• [Given task]: Please rewrite all the items below, changing "outline" to "boundary" wherever it appears and leaving everything else as it is.

:: Supplied material ::

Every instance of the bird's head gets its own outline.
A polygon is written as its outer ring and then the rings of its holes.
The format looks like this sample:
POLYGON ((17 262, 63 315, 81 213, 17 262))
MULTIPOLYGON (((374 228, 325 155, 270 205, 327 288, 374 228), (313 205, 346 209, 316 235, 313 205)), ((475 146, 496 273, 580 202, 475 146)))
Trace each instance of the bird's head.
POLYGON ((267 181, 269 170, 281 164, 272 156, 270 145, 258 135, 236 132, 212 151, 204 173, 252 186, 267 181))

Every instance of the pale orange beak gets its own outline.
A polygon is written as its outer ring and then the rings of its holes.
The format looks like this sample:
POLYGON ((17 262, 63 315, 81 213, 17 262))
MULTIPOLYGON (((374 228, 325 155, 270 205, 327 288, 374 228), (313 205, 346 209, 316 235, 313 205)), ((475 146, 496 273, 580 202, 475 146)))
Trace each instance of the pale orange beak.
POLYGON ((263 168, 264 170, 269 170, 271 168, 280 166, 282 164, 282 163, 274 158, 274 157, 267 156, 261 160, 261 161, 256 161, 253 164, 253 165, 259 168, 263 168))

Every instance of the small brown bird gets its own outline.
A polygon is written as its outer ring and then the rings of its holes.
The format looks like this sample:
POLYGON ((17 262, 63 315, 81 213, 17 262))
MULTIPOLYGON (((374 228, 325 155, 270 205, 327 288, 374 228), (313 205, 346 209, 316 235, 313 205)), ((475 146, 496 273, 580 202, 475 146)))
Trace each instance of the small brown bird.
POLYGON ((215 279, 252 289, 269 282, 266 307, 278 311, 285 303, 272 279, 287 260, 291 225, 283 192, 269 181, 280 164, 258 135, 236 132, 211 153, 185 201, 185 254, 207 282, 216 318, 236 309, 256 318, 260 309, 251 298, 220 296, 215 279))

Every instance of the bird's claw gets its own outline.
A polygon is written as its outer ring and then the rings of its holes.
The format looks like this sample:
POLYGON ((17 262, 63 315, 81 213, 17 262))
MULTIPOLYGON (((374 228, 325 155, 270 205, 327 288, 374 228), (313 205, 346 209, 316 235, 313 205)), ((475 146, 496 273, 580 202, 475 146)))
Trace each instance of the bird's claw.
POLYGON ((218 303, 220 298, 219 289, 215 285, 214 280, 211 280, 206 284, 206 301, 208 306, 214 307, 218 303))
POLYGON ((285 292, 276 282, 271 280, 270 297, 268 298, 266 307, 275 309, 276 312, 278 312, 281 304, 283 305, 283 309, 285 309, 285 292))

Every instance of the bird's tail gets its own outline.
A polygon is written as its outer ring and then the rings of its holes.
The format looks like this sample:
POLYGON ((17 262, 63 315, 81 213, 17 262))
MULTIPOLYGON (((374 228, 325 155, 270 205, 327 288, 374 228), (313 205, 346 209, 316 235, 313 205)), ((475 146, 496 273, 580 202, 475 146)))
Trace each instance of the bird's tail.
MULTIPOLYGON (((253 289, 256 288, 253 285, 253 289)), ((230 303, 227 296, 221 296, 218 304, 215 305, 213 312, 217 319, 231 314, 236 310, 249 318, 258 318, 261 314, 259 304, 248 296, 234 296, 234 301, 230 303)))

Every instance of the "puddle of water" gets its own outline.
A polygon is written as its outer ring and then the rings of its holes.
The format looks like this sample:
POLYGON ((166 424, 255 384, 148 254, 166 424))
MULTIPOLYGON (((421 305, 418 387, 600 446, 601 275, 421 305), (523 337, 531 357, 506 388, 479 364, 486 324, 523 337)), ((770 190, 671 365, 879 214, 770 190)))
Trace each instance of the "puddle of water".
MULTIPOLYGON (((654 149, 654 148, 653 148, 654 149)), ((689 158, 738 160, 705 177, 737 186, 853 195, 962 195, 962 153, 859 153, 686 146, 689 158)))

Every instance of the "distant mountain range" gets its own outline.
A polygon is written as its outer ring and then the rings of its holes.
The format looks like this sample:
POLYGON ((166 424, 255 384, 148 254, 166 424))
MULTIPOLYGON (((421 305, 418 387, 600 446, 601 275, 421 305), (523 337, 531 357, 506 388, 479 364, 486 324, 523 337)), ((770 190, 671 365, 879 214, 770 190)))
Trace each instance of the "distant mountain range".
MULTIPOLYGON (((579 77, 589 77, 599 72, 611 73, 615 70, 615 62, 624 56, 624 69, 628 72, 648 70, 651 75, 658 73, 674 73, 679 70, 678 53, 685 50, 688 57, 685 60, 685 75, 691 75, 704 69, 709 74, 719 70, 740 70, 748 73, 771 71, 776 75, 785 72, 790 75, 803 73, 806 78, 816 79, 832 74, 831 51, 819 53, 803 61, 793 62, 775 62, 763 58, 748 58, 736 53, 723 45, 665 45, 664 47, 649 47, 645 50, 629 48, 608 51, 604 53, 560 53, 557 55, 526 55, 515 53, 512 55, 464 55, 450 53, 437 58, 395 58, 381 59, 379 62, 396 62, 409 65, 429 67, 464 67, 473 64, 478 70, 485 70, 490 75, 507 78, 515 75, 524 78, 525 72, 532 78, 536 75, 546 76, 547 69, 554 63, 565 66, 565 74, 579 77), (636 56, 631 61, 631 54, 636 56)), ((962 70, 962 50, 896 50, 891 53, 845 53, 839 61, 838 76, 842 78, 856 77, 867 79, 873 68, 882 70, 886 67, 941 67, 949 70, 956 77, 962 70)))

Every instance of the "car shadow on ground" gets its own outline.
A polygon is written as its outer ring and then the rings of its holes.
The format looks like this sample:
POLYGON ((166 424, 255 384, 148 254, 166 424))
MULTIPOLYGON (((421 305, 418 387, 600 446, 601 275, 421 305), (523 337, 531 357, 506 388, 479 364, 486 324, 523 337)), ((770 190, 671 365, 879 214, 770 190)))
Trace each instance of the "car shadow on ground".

:::

• [Exercise response]:
Every instance of the bird's head gets its own boundary.
A polygon is written as its outer ring and then the rings of its holes.
The format looks like this sample:
POLYGON ((17 262, 63 315, 81 213, 17 262))
MULTIPOLYGON (((374 228, 325 155, 270 205, 327 288, 374 228), (313 205, 346 209, 316 235, 313 205)), ((475 146, 496 273, 580 202, 475 146)))
Trace each instance of the bird's head.
POLYGON ((267 181, 269 170, 281 164, 272 156, 270 145, 258 135, 236 132, 212 151, 204 173, 252 186, 267 181))

Every instance of the pale orange beak gets its own boundary.
A polygon is written as its outer ring and then the rings of its holes.
The format looks like this sample:
POLYGON ((17 262, 63 315, 81 213, 17 262))
MULTIPOLYGON (((374 228, 325 155, 270 205, 327 288, 374 228), (313 205, 346 209, 316 235, 313 205)), ((475 146, 496 273, 580 202, 475 146)))
Trace each instance of the pale orange beak.
POLYGON ((263 168, 264 170, 269 170, 271 168, 280 166, 282 164, 282 163, 274 158, 274 157, 267 156, 261 160, 261 161, 256 161, 253 164, 253 165, 259 168, 263 168))

Every instance of the small brown bird gets its own boundary.
A polygon is written as its outer ring and then the rings of its holes.
The format looks like this sample:
POLYGON ((17 262, 63 315, 81 213, 17 262))
MULTIPOLYGON (((374 228, 325 155, 270 205, 327 288, 374 228), (313 205, 346 209, 316 235, 313 205)), ((475 146, 496 273, 580 202, 475 146)))
Trace each instance of the small brown bird.
POLYGON ((215 279, 252 289, 269 282, 266 307, 278 311, 285 303, 272 279, 287 260, 291 225, 283 192, 269 181, 280 164, 258 135, 236 132, 211 153, 185 201, 185 254, 207 282, 216 318, 236 309, 256 318, 260 309, 251 298, 220 296, 215 279))

Every instance of the bird's claw gets its own boundary.
A polygon is written as its outer ring and then the rings of its holes.
The format looks like this sample:
POLYGON ((17 262, 63 315, 81 213, 17 262))
MULTIPOLYGON (((374 228, 325 155, 270 205, 327 288, 374 228), (313 205, 346 209, 316 235, 313 205)), ((475 146, 496 273, 580 202, 475 146)))
Trace each instance of the bird's claw.
POLYGON ((218 303, 220 298, 219 289, 215 285, 214 280, 211 280, 206 284, 206 301, 208 306, 214 307, 218 303))
POLYGON ((285 292, 276 282, 271 280, 270 297, 268 298, 266 307, 275 309, 276 312, 278 312, 281 304, 283 305, 283 309, 285 309, 285 292))

Every instance of the bird's tail gets its own boundary.
A polygon is written as its outer ring and then the rings of its holes.
The format looks like this sample:
POLYGON ((17 262, 63 315, 81 213, 17 262))
MULTIPOLYGON (((374 228, 325 155, 270 205, 327 288, 374 228), (313 205, 346 209, 316 235, 313 205)), ((475 146, 496 273, 580 202, 475 146)))
Trace each instance of the bird's tail.
MULTIPOLYGON (((253 289, 256 288, 253 285, 253 289)), ((230 303, 227 296, 221 296, 218 304, 215 305, 213 312, 217 319, 231 314, 236 310, 249 318, 258 318, 261 314, 259 304, 248 296, 234 296, 234 301, 230 303)))

Every instance of the "puddle of water" gets its own boundary.
A polygon is written as its outer ring and then the rings of its holes.
The format looks like this sample:
POLYGON ((166 424, 255 384, 148 254, 166 424))
MULTIPOLYGON (((421 305, 418 387, 600 446, 601 275, 421 305), (523 337, 531 357, 506 388, 479 364, 486 324, 523 337)), ((770 190, 671 365, 879 214, 770 190)))
Trace each instance of the "puddle of water".
MULTIPOLYGON (((654 149, 654 148, 653 148, 654 149)), ((689 158, 738 160, 705 177, 737 186, 853 195, 962 195, 962 153, 859 153, 686 146, 689 158)))

Every instance of the "distant mountain range" gets its own boundary.
A polygon is written as its outer ring and then the rings of its holes.
The format looks like this sample:
POLYGON ((166 424, 255 384, 148 254, 166 424))
MULTIPOLYGON (((421 305, 418 387, 600 446, 601 275, 421 305), (523 337, 531 357, 506 388, 479 364, 486 324, 523 337)), ((770 190, 671 365, 879 214, 770 190)))
Trace each instance of the "distant mountain range".
MULTIPOLYGON (((579 77, 589 77, 599 72, 611 73, 615 70, 615 62, 624 56, 624 69, 628 72, 648 70, 651 75, 658 73, 674 73, 679 70, 678 53, 685 50, 688 57, 685 60, 685 75, 691 75, 704 69, 709 74, 719 70, 740 70, 748 73, 771 71, 776 75, 785 72, 790 75, 803 73, 806 78, 816 79, 832 74, 831 51, 819 53, 803 61, 793 62, 775 62, 763 58, 748 58, 736 53, 723 45, 665 45, 664 47, 649 47, 645 50, 629 48, 608 51, 604 53, 560 53, 557 55, 526 55, 515 53, 512 55, 464 55, 450 53, 437 58, 395 58, 381 59, 379 62, 396 62, 409 65, 429 67, 464 67, 473 64, 478 70, 485 70, 490 75, 507 78, 515 75, 524 78, 525 72, 532 78, 536 75, 546 76, 547 69, 554 63, 565 66, 565 74, 579 77), (636 56, 631 61, 631 54, 636 56)), ((962 70, 962 50, 896 50, 891 53, 845 53, 839 61, 838 76, 842 78, 856 77, 867 79, 873 68, 882 70, 886 67, 941 67, 949 70, 956 77, 962 70)))

Every instance of the "car shadow on ground" gets its own boundary.
A polygon is written as its outer ring and then the rings of its holes.
The format looks like this sample:
POLYGON ((166 424, 255 384, 148 254, 166 424))
MULTIPOLYGON (((421 305, 418 387, 600 446, 601 275, 421 305), (523 337, 531 357, 506 388, 479 364, 486 324, 523 337)), ((770 190, 671 365, 879 214, 770 190)))
Trace each instance of the "car shadow on ground".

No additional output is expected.